▸ **Goal of the exercise**
Your answer should consist of the lines below that hold the word "carrot".

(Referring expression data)

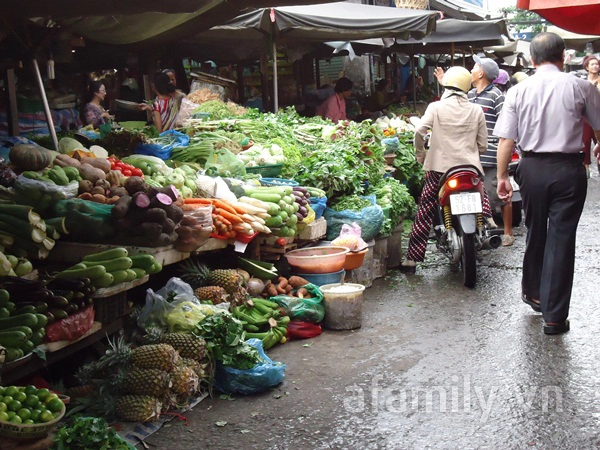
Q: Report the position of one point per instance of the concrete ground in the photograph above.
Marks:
(434, 366)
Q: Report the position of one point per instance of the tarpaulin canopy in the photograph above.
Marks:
(457, 34)
(578, 16)
(299, 29)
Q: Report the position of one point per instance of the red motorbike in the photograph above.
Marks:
(460, 229)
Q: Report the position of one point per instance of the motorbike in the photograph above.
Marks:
(460, 229)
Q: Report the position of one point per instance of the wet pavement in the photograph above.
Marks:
(434, 366)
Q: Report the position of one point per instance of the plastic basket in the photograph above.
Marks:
(34, 431)
(266, 171)
(277, 182)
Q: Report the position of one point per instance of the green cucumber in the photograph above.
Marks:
(28, 320)
(106, 255)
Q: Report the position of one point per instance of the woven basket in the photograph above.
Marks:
(412, 4)
(35, 431)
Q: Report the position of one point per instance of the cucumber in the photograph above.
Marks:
(28, 331)
(112, 264)
(92, 273)
(28, 320)
(106, 255)
(13, 339)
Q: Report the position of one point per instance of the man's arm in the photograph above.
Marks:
(504, 188)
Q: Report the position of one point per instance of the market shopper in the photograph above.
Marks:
(94, 113)
(458, 136)
(166, 105)
(544, 113)
(334, 108)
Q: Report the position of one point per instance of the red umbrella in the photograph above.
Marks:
(578, 16)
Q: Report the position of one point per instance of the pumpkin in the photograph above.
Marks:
(30, 157)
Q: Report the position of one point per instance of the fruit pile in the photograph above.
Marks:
(29, 405)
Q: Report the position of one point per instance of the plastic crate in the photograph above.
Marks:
(108, 309)
(271, 170)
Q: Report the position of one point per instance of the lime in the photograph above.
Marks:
(15, 405)
(46, 416)
(11, 391)
(54, 405)
(24, 413)
(43, 393)
(35, 415)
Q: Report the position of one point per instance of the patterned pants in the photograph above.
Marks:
(419, 234)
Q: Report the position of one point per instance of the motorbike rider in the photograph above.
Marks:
(458, 136)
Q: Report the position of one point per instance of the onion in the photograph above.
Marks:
(255, 287)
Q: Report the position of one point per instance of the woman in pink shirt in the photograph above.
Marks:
(334, 108)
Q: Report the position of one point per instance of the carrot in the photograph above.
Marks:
(232, 217)
(196, 201)
(223, 205)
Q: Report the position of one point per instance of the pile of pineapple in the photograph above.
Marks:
(138, 384)
(218, 286)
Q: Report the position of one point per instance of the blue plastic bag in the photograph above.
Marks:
(260, 378)
(369, 219)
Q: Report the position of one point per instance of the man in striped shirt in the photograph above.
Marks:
(491, 99)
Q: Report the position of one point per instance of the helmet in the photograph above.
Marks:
(457, 77)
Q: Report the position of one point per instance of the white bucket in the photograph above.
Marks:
(343, 305)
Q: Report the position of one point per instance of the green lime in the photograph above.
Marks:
(32, 401)
(54, 405)
(11, 391)
(15, 405)
(43, 393)
(35, 415)
(46, 416)
(24, 413)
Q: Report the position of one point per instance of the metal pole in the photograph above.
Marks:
(275, 94)
(49, 120)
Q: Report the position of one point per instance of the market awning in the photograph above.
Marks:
(300, 29)
(578, 16)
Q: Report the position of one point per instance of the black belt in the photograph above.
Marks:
(555, 155)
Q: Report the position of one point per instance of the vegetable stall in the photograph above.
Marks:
(85, 228)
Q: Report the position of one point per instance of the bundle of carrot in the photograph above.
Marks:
(230, 218)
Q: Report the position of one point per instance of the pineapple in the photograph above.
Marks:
(185, 380)
(138, 408)
(188, 345)
(153, 356)
(152, 382)
(216, 294)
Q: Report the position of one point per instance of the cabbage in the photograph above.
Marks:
(67, 145)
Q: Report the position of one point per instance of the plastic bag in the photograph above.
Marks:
(260, 378)
(224, 163)
(304, 309)
(297, 329)
(318, 204)
(72, 327)
(350, 236)
(86, 221)
(42, 195)
(369, 219)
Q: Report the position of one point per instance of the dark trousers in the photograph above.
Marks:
(553, 187)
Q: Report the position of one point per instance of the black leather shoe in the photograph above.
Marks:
(534, 305)
(558, 328)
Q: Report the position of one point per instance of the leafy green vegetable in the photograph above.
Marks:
(89, 433)
(224, 340)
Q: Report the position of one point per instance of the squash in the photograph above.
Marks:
(30, 157)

▸ **Reply to the task**
Q: Report the position of one point per instance of the carrot in the photograph above.
Q: Report the position of one point per instance of the bundle of carrot in the photograph above.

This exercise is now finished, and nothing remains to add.